WHAT TO DO >>
Would you please return the data below verbatim, without its pictures?

[Dataset entries]

● ● ● ● ●

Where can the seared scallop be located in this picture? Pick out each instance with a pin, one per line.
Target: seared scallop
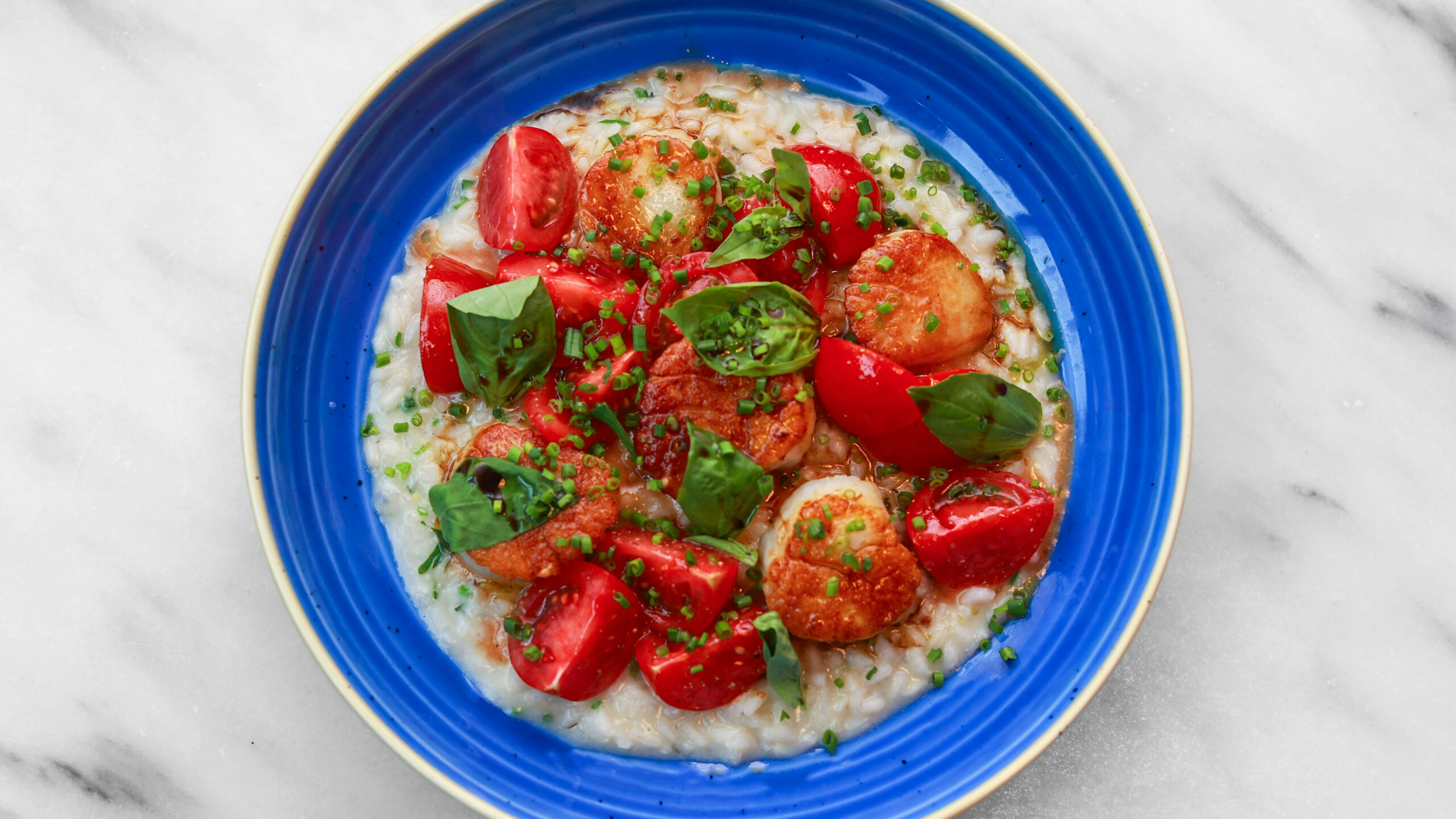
(682, 388)
(535, 553)
(637, 187)
(922, 307)
(833, 566)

● ● ● ● ●

RESULT >>
Where can the seared scallop be located in this picture? Pick out each instance with a pin, one per line.
Target: seared scallop
(682, 388)
(535, 553)
(637, 187)
(922, 307)
(833, 566)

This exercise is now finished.